EXERCISE AIM: Only an exact copy of the entries, stripped of pictures, will serve as the answer.

※ ※ ※

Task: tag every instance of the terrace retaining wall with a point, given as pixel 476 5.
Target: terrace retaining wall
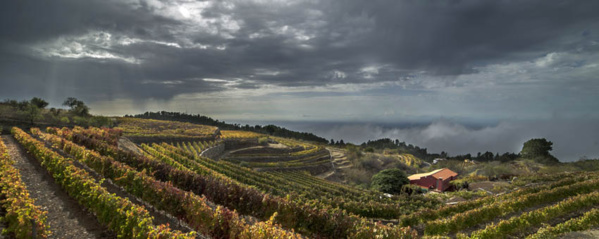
pixel 213 152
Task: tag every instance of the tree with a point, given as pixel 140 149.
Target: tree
pixel 77 106
pixel 389 181
pixel 538 150
pixel 33 112
pixel 40 103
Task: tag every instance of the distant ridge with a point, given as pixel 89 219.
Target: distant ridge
pixel 205 120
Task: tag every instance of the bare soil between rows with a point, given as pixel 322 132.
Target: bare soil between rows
pixel 66 218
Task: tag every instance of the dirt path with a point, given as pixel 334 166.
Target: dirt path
pixel 66 218
pixel 594 233
pixel 339 162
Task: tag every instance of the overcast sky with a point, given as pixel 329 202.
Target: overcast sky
pixel 380 61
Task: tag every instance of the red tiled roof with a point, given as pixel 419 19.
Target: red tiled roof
pixel 444 174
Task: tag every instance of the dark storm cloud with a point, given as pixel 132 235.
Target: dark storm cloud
pixel 250 44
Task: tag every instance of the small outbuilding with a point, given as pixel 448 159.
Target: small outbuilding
pixel 436 180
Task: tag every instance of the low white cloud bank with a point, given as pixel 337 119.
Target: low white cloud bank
pixel 572 139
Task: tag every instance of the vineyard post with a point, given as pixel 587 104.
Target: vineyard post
pixel 33 229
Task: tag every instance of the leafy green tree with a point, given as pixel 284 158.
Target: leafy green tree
pixel 40 103
pixel 538 150
pixel 77 107
pixel 390 181
pixel 33 112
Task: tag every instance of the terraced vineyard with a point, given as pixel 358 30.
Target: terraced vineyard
pixel 171 190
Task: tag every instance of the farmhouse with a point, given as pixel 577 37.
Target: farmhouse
pixel 435 180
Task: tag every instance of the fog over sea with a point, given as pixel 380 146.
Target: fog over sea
pixel 572 139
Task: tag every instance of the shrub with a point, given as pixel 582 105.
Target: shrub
pixel 390 181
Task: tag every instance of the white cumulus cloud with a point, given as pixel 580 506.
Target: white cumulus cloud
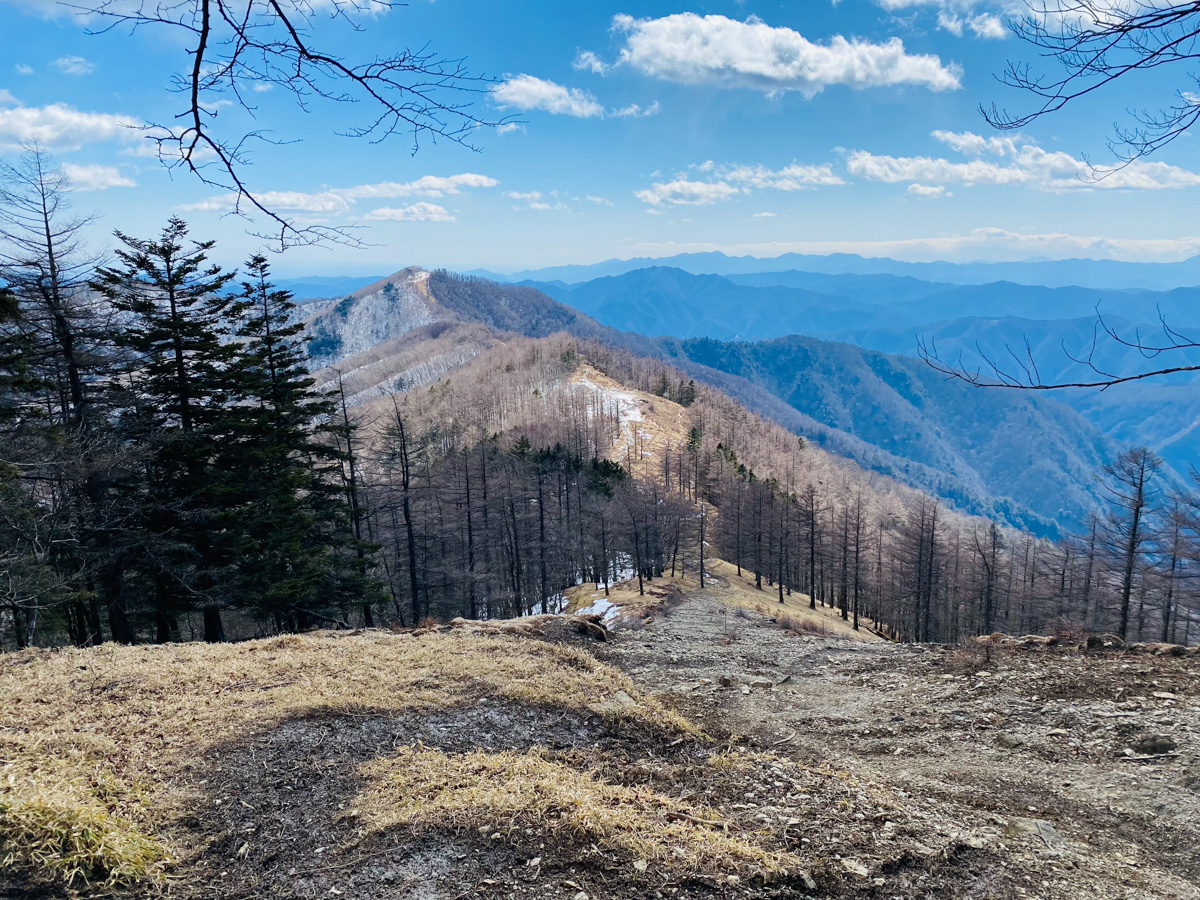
pixel 341 199
pixel 73 65
pixel 526 93
pixel 1017 163
pixel 420 211
pixel 790 178
pixel 61 127
pixel 424 186
pixel 714 49
pixel 636 112
pixel 588 61
pixel 95 178
pixel 961 16
pixel 683 192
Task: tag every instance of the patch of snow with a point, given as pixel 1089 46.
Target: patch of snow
pixel 604 609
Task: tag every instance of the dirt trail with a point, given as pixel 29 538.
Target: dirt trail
pixel 1024 755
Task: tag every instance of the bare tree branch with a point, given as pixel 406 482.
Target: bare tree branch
pixel 1023 371
pixel 243 47
pixel 1097 42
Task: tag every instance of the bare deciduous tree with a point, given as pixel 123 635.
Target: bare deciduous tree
pixel 238 51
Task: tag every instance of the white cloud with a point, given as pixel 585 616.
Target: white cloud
pixel 724 181
pixel 790 178
pixel 683 192
pixel 588 61
pixel 635 112
pixel 981 244
pixel 989 27
pixel 61 127
pixel 73 65
pixel 324 202
pixel 965 142
pixel 341 199
pixel 419 211
pixel 424 186
pixel 1025 163
pixel 714 49
pixel 526 93
pixel 95 178
pixel 958 16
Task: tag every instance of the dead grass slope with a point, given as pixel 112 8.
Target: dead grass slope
pixel 101 747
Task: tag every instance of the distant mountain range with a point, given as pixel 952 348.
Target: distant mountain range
pixel 1024 460
pixel 1015 327
pixel 1060 273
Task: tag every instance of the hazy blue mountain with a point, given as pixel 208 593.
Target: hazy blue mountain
pixel 671 301
pixel 983 443
pixel 869 288
pixel 688 305
pixel 1061 273
pixel 1059 347
pixel 1162 415
pixel 321 286
pixel 1025 460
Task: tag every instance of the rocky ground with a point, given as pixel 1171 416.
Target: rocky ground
pixel 1069 773
pixel 875 771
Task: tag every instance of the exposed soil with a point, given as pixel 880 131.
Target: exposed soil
pixel 1074 774
pixel 892 772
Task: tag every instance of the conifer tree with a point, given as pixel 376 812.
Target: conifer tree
pixel 177 331
pixel 280 515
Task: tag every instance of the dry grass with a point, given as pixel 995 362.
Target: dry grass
pixel 509 793
pixel 99 744
pixel 640 444
pixel 739 592
pixel 723 583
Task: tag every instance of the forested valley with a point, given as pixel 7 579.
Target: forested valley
pixel 172 472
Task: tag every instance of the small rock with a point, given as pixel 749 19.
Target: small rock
pixel 1155 745
pixel 855 868
pixel 624 700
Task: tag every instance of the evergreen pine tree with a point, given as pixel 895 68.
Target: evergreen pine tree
pixel 177 333
pixel 289 529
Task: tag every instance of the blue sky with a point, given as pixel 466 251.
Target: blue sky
pixel 635 129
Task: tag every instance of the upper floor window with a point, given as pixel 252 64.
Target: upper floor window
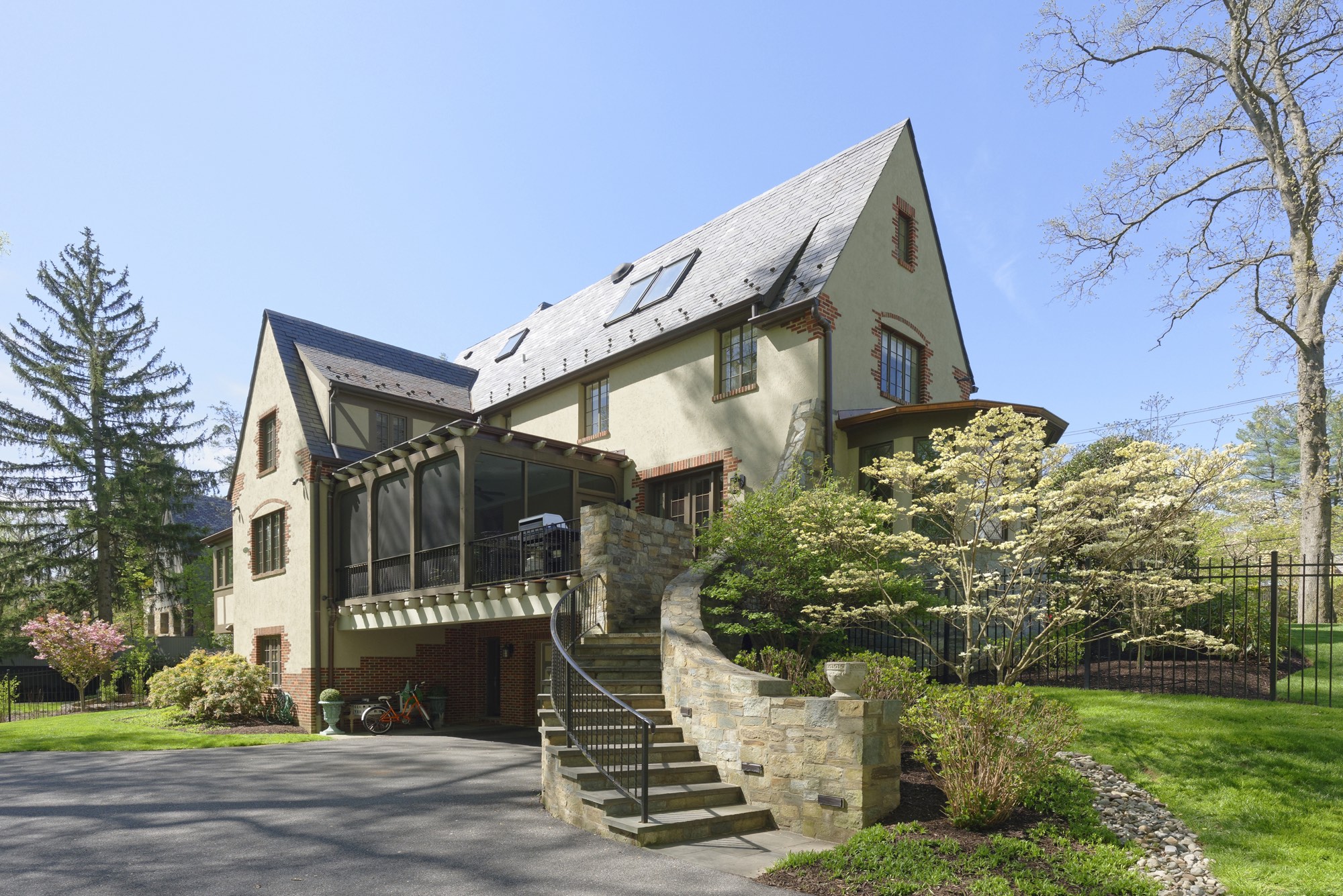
pixel 899 368
pixel 389 430
pixel 269 544
pixel 653 287
pixel 738 357
pixel 224 566
pixel 268 448
pixel 907 235
pixel 597 416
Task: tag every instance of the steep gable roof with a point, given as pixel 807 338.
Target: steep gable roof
pixel 743 254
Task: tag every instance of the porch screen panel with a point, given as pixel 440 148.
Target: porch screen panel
pixel 354 528
pixel 550 490
pixel 440 503
pixel 394 515
pixel 499 495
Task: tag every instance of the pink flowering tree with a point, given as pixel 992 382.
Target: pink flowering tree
pixel 80 651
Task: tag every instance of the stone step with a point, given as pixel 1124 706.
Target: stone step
pixel 692 824
pixel 617 640
pixel 667 797
pixel 637 699
pixel 605 717
pixel 660 775
pixel 629 754
pixel 660 734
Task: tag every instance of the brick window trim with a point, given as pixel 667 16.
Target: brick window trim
pixel 265 509
pixel 644 477
pixel 739 391
pixel 271 413
pixel 923 392
pixel 905 209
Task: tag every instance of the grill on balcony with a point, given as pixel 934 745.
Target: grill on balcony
pixel 438 566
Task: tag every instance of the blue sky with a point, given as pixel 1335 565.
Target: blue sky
pixel 428 173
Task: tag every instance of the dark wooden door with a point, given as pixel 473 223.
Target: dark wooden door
pixel 492 677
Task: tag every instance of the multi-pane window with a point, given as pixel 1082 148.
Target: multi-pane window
pixel 737 368
pixel 268 443
pixel 268 652
pixel 389 430
pixel 224 566
pixel 597 417
pixel 899 368
pixel 269 542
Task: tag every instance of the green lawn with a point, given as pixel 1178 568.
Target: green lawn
pixel 1260 783
pixel 124 730
pixel 1325 650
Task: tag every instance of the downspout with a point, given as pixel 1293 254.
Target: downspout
pixel 829 381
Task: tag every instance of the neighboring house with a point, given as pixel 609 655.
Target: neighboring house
pixel 169 617
pixel 815 321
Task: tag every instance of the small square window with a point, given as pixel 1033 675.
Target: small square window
pixel 738 358
pixel 596 408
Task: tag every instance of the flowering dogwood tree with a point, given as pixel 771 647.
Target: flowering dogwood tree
pixel 1024 561
pixel 80 651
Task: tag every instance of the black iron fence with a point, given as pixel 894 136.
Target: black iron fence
pixel 612 734
pixel 34 693
pixel 1268 626
pixel 530 553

※ ※ ※

ANSWER BOX:
Task: tag every instance of the terrace retaining wall with a point, given as pixel 476 5.
Target: terrace retaining wall
pixel 213 152
Task: tag every instance of the tree with a point, given as pixel 140 149.
Target: tree
pixel 77 106
pixel 389 181
pixel 538 150
pixel 33 112
pixel 40 103
Task: tag every instance of the distant ridge with a point, given as pixel 89 219.
Target: distant ridge
pixel 205 120
Task: tag every instance of the bare soil between rows with a point, given as pixel 322 132.
Target: bare soil between rows
pixel 66 218
Task: tag every instance of the dirt path with a point, given as pixel 334 166.
Target: dirt path
pixel 66 218
pixel 594 233
pixel 339 162
Task: tag every instance of the overcast sky with a point, given as pixel 329 202.
Target: overcast sky
pixel 380 61
Task: tag every instance of the red tiled roof with a point, given as pixel 419 19.
Target: red tiled roof
pixel 444 174
Task: tag every instance of the dark storm cloud with a point, given as pixel 132 235.
Target: dark storm cloud
pixel 250 44
Task: tag every instance of the small outbuilding with a point, given as pixel 448 159.
Target: small outbuilding
pixel 436 180
Task: tag every instance of the low white cloud bank with a point, given as pixel 337 119.
Target: low white cloud bank
pixel 572 139
Task: tag every instance of the vineyard post with a point, given as pixel 587 104.
Target: vineyard post
pixel 33 229
Task: tag every instance of the leafy green tree with a point, given as pixel 284 158.
Target: leafy green tree
pixel 40 103
pixel 538 150
pixel 77 107
pixel 390 181
pixel 33 112
Task: tag every instance of the terraced vineyard with a point, given as pixel 358 30.
Target: terraced vineyard
pixel 171 190
Task: tag every instance of the farmhouse with a point, given as pixel 577 37.
Target: farmhouse
pixel 435 180
Task: tag every instance of the fog over sea with a point, given as pixel 380 146.
Target: fog over sea
pixel 572 139
Task: tag every instance of the shrub with a point, given as pixel 582 105.
Target: shrub
pixel 390 181
Task: tag every instance of the white cumulus cloud with a point, given as pixel 580 506.
Target: white cumulus cloud
pixel 341 199
pixel 73 65
pixel 526 93
pixel 1017 163
pixel 420 211
pixel 790 178
pixel 61 127
pixel 424 186
pixel 714 49
pixel 636 112
pixel 588 61
pixel 95 178
pixel 961 16
pixel 683 192
Task: tag every instance of the patch of snow with a point, given as pixel 1089 46.
Target: patch of snow
pixel 604 609
Task: tag every instance of the dirt trail with a point, given as pixel 29 538.
Target: dirt trail
pixel 1024 755
Task: tag every instance of the bare tree branch with a point, given as pixel 406 482.
Target: bare tree branch
pixel 1023 371
pixel 243 47
pixel 1097 42
Task: tag every instance of the bare deciduous tree with a point, given as pixel 123 635.
Target: bare deciduous tree
pixel 238 51
Task: tag every instance of the white cloud with a point, given as pixel 585 616.
Target: white cloud
pixel 724 181
pixel 790 178
pixel 683 192
pixel 588 61
pixel 635 112
pixel 981 244
pixel 989 27
pixel 61 127
pixel 73 65
pixel 324 202
pixel 965 142
pixel 341 199
pixel 419 211
pixel 424 186
pixel 1025 163
pixel 714 49
pixel 526 93
pixel 95 178
pixel 958 16
Task: tag every instance of the dead grass slope with a point, given as pixel 112 8.
Target: dead grass slope
pixel 101 747
Task: tag every instance of the distant mountain range with a point, given as pixel 952 348.
Target: distant mountain range
pixel 1024 460
pixel 1015 327
pixel 1060 273
Task: tag every instance of the hazy blue mountain with a point, given as pixel 208 593.
Target: hazy blue mountain
pixel 671 301
pixel 983 443
pixel 869 288
pixel 688 305
pixel 1061 273
pixel 1059 347
pixel 1162 415
pixel 321 286
pixel 1025 460
Task: tag every instance of the rocky ground with a point, given as pixel 1171 416.
Target: rocky ground
pixel 1069 773
pixel 875 771
Task: tag every instance of the exposed soil with a point, given as pixel 880 131.
Target: exposed soil
pixel 1074 774
pixel 892 772
Task: tag every instance of the conifer tree with a point, given as pixel 376 812.
Target: conifer tree
pixel 177 331
pixel 280 515
Task: tag every instance of the dry grass with a point, given as pixel 995 362.
Target: dry grass
pixel 509 793
pixel 99 744
pixel 640 444
pixel 739 592
pixel 723 583
Task: tag every instance of the forested valley with a point, given as pixel 7 579.
Target: forested valley
pixel 172 472
Task: tag every instance of the small rock with a point, given as pixel 749 19.
Target: small rock
pixel 1155 745
pixel 855 868
pixel 624 700
Task: tag every instance of the evergreen pine tree with a point, given as pixel 895 68.
Target: evergreen pine tree
pixel 177 333
pixel 289 529
Task: tag every instance of the blue sky with a point, given as pixel 466 251.
Target: blue sky
pixel 635 129
Task: tag every instance of the upper floor window with a point, given as pixel 252 64.
Target: upper floor window
pixel 899 368
pixel 389 430
pixel 269 544
pixel 653 287
pixel 738 357
pixel 224 566
pixel 268 448
pixel 907 235
pixel 597 416
Task: tag every instance of the steep gable roof with a point, given as pixel 807 338.
Target: steep gable roof
pixel 743 254
Task: tag every instance of the porch screen panel with a point, given as pixel 440 148.
Target: porch screen panel
pixel 354 528
pixel 550 490
pixel 440 503
pixel 394 515
pixel 499 495
Task: tag every instance of the pink flowering tree with a point, given as pixel 992 382.
Target: pink flowering tree
pixel 80 651
Task: tag every instance of the stone step with a point, given as pixel 1124 706.
Target: stone step
pixel 692 824
pixel 617 640
pixel 667 797
pixel 637 699
pixel 605 717
pixel 660 775
pixel 629 754
pixel 660 734
Task: tag every instance of the brick window trim with a point, given as pixel 667 16.
Target: brick window trim
pixel 265 509
pixel 644 477
pixel 739 391
pixel 271 413
pixel 923 392
pixel 905 209
Task: tag every instance of the grill on balcony with a point, given as pixel 934 745.
Target: grill on balcony
pixel 438 566
Task: tag every instance of the blue sky with a point, given as pixel 1335 565.
Target: blue sky
pixel 428 173
Task: tag every instance of the dark wooden door with a point, given as pixel 473 223.
Target: dark wooden door
pixel 492 677
Task: tag every instance of the multi-pane window with a point, given as pixel 1082 148.
Target: multi-pane window
pixel 737 368
pixel 268 443
pixel 268 652
pixel 389 430
pixel 224 566
pixel 597 417
pixel 899 368
pixel 269 542
Task: tag every instance of the green lawn with a point, given as pixel 1178 568.
Target: green lawn
pixel 1260 783
pixel 124 730
pixel 1325 650
Task: tag every instance of the downspout with a point, given as pixel 1293 254.
Target: downspout
pixel 829 381
Task: tag every instance of the neighboring house with a point, given as pixel 609 655.
Target: neighboring house
pixel 169 617
pixel 815 321
Task: tag every instance of the small square window with a point, given as pixel 1033 675.
Target: small square window
pixel 738 358
pixel 596 408
Task: tag every instance of the flowering dogwood tree with a point, given as pixel 771 647.
Target: flowering dogwood tree
pixel 1024 561
pixel 80 651
Task: tag every instance of the black iron fence with a point, given as pixel 894 136.
Target: black iron fence
pixel 612 734
pixel 34 693
pixel 1268 626
pixel 530 553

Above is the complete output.